## DO THIS
In the lines below, swap every "photograph" for "image" and leave all other wording as it stands. Omit the pictures from your answer.

## Saved entries
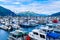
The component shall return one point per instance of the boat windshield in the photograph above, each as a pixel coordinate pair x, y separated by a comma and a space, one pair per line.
35, 33
42, 36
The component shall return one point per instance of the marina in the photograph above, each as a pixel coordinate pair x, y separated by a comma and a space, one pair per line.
40, 31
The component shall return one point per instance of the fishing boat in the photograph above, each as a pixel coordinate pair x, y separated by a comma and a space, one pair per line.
27, 25
6, 27
17, 35
37, 34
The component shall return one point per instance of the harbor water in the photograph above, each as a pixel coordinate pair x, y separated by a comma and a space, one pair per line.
4, 34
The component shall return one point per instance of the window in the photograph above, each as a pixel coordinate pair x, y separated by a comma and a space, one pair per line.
35, 33
42, 36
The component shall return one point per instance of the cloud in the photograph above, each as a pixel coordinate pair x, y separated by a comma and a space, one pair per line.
43, 8
16, 3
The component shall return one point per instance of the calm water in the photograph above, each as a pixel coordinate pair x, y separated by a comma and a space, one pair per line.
4, 34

## TASK RESULT
The component shall return one point per instance of the boat windshield in the image above, each as a pixel coordinate pair x, y separated by a comma and a space, one pair per line.
35, 33
42, 36
The component shall return one point per instance of the marina in the image above, each as a pixel coordinate pair x, y separated by a comma and a space, one pair per line.
40, 31
The component shall return one point per instance of the fishing boat in the image above, each as a pixel coordinate pair x, y separated by a comma and a space, one pair per line.
27, 25
6, 27
17, 35
37, 34
The component shall return one point per instance of the harbor water in the image above, each as a pixel coordinate pair x, y separated by a comma and a space, one pair per line.
4, 34
The component shall return one point per instance of the window in the image above, each as a pixel coordinate pair x, y separated by a comma and a space, one pair per line.
35, 33
42, 36
The component shall return one point per instance of the cloud in the image above, each as a pixel coordinate pair x, y separated by a comma and a space, one pair per line.
43, 8
16, 3
The component shall return one point per instance of the calm water in the image above, each as a pixel coordinate pair x, y separated by a comma and a space, one pair per line.
4, 34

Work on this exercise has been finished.